PROBLEM STATEMENT: Return every one of the rows below verbatim, character for character, with nothing altered, added, or left out.

— START OF RECORDS FOR THE EXERCISE —

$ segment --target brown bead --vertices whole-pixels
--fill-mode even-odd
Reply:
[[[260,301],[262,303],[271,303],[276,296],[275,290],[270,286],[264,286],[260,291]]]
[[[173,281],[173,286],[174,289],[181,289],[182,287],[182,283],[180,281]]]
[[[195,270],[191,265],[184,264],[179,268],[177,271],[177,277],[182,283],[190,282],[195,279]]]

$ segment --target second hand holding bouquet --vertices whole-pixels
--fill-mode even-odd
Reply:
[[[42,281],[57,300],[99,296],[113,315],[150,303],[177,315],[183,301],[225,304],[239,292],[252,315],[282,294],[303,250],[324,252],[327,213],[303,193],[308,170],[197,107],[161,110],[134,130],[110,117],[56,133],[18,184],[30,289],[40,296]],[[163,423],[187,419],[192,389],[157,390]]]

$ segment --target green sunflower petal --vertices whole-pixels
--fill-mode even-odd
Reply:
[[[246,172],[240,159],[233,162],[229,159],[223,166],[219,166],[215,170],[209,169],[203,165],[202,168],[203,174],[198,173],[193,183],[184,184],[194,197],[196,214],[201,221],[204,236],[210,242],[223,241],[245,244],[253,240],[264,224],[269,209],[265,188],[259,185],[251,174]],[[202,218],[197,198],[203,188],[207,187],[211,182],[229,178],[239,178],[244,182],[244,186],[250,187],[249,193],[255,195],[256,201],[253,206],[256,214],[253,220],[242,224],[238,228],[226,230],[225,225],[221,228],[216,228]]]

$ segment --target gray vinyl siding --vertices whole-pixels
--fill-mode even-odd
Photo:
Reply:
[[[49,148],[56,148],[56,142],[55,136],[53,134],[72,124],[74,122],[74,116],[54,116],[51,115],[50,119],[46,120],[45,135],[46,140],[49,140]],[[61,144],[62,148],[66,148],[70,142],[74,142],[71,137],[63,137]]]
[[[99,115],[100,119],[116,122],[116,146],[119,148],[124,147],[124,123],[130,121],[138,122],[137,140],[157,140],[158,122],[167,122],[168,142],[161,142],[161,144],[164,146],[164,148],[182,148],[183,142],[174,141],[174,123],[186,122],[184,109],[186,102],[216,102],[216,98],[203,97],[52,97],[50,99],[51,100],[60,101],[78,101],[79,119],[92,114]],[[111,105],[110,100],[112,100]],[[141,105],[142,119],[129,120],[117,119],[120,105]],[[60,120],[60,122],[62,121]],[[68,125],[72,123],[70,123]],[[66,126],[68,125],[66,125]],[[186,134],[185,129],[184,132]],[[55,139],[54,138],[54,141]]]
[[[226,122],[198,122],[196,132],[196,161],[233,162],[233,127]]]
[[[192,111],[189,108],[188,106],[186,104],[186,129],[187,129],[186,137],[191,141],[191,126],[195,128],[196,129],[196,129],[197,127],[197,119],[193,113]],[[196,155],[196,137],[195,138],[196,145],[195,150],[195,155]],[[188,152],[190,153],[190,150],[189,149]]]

— END OF RECORDS FOR THE EXERCISE —

ANSWER FOR THE TASK:
$ segment --target brown bead --vertices whole-pixels
--fill-mode even-odd
Reply:
[[[260,301],[262,303],[271,303],[276,296],[275,290],[270,286],[264,286],[260,291]]]
[[[173,281],[173,286],[174,289],[181,289],[182,287],[182,283],[180,281]]]
[[[195,270],[191,265],[184,264],[179,268],[177,271],[177,277],[182,283],[190,282],[195,279]]]

$ segment --target second hand holding bouquet --vertices whole-pixels
--fill-mode even-odd
Reply:
[[[42,281],[57,300],[99,296],[113,315],[150,303],[177,315],[183,301],[225,304],[239,292],[252,315],[282,294],[303,250],[324,252],[327,213],[303,193],[308,170],[197,107],[161,110],[134,130],[110,117],[56,133],[18,184],[30,289],[40,296]],[[163,423],[187,419],[192,389],[157,390]]]

$ segment --target green sunflower petal --vertices whole-pixels
--fill-mode even-odd
Reply:
[[[246,172],[240,159],[233,162],[229,159],[223,166],[219,166],[215,170],[209,169],[203,165],[202,168],[203,174],[198,173],[193,183],[184,184],[194,197],[196,214],[201,221],[204,236],[210,242],[223,241],[245,244],[253,240],[264,224],[269,209],[265,188],[259,185],[251,174]],[[202,218],[197,198],[203,188],[207,187],[211,182],[229,178],[239,178],[244,182],[244,186],[250,187],[249,193],[255,195],[256,201],[253,206],[256,214],[253,220],[242,224],[238,228],[226,230],[225,225],[221,228],[216,228]]]

$ segment --target gray vinyl siding --vertices whole-pixels
--fill-mode even-odd
Photo:
Reply:
[[[49,148],[56,148],[56,142],[55,136],[53,134],[72,124],[74,122],[74,116],[54,116],[51,115],[50,119],[46,120],[45,135],[46,140],[49,140]],[[61,144],[62,148],[66,148],[70,142],[74,142],[71,137],[63,137]]]
[[[99,115],[100,119],[116,122],[116,146],[119,148],[124,147],[124,123],[130,121],[138,122],[137,140],[157,140],[158,122],[167,122],[168,142],[161,142],[161,144],[164,146],[164,148],[182,148],[183,142],[174,141],[174,123],[186,122],[184,109],[186,102],[216,102],[216,98],[203,97],[52,97],[50,99],[51,100],[60,101],[78,101],[79,119],[92,114]],[[111,105],[110,100],[112,100]],[[141,105],[142,119],[129,120],[117,119],[120,105]],[[60,120],[60,122],[62,121]],[[68,125],[72,123],[70,123]],[[66,126],[68,125],[66,125]],[[186,134],[185,129],[184,132]],[[55,139],[54,138],[54,141]]]
[[[226,122],[198,122],[196,132],[196,161],[233,162],[233,127]]]
[[[192,111],[189,108],[188,106],[186,104],[186,129],[187,129],[186,137],[191,141],[191,126],[195,128],[196,129],[196,129],[197,127],[197,119],[193,113]],[[196,155],[196,137],[195,138],[196,145],[195,150],[195,155]],[[188,152],[190,153],[190,150],[189,149]]]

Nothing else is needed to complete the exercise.